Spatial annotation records

<<<<

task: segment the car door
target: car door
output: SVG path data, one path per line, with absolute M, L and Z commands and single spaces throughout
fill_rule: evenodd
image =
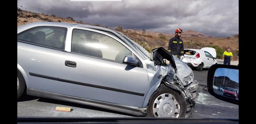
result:
M 72 46 L 71 49 L 66 49 L 68 52 L 60 65 L 61 88 L 56 91 L 69 95 L 140 107 L 148 84 L 146 67 L 122 63 L 128 55 L 134 56 L 142 62 L 133 50 L 108 33 L 73 28 L 71 45 L 66 45 Z
M 28 76 L 28 88 L 51 92 L 59 81 L 60 60 L 65 52 L 67 29 L 42 26 L 17 34 L 17 63 Z
M 207 62 L 206 63 L 206 67 L 207 68 L 210 68 L 212 65 L 214 64 L 214 60 L 212 58 L 212 56 L 209 53 L 205 51 L 205 56 L 207 58 L 207 60 L 206 60 Z

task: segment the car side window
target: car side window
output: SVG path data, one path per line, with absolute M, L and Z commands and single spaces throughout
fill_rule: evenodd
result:
M 71 52 L 122 62 L 132 52 L 117 41 L 98 33 L 73 29 Z
M 33 28 L 18 35 L 18 40 L 64 49 L 67 29 L 51 27 Z
M 206 57 L 210 58 L 212 58 L 212 57 L 211 55 L 211 54 L 209 53 L 206 51 L 205 51 L 205 56 L 206 56 Z

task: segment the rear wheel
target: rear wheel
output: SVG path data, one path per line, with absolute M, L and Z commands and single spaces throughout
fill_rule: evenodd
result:
M 202 63 L 198 65 L 197 67 L 196 67 L 196 70 L 198 71 L 202 71 L 203 70 L 203 67 L 204 67 L 204 65 Z

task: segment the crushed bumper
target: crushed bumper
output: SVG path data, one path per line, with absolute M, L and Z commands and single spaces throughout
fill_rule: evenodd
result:
M 195 106 L 196 102 L 194 100 L 196 96 L 196 90 L 199 87 L 199 85 L 198 82 L 196 80 L 194 80 L 193 82 L 185 88 L 185 91 L 186 92 L 184 92 L 187 97 L 186 98 L 188 108 L 187 111 L 189 110 L 191 107 Z

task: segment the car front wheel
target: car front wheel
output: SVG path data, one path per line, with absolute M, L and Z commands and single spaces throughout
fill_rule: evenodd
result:
M 26 88 L 26 84 L 25 79 L 21 73 L 17 70 L 17 99 L 19 99 L 23 94 Z
M 184 117 L 187 104 L 183 94 L 162 84 L 151 96 L 146 116 L 156 117 Z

>>>>

**Direction:**
Please update everything from the start of the records down to the line containing "M 207 62 L 206" by replacing "car door" with "vehicle door", and leave all else unchanged. Omit the pictures from your answer.

**Result for this exercise:**
task: segment the vehicle door
target: vehicle door
output: SVG path data, one path per line, with absolute M, L and Z commands and single spaces throughout
fill_rule: evenodd
image =
result:
M 72 46 L 71 49 L 66 49 L 68 52 L 60 65 L 61 88 L 56 91 L 69 95 L 140 107 L 148 84 L 146 67 L 122 63 L 128 55 L 134 56 L 142 62 L 133 50 L 108 33 L 73 28 L 71 45 L 66 45 Z
M 28 76 L 28 88 L 51 92 L 59 81 L 60 60 L 65 52 L 67 29 L 42 26 L 17 34 L 17 63 Z
M 207 62 L 206 63 L 206 67 L 207 68 L 210 68 L 212 65 L 214 64 L 214 60 L 212 58 L 212 56 L 209 53 L 205 51 L 205 56 L 207 58 L 207 60 L 206 60 Z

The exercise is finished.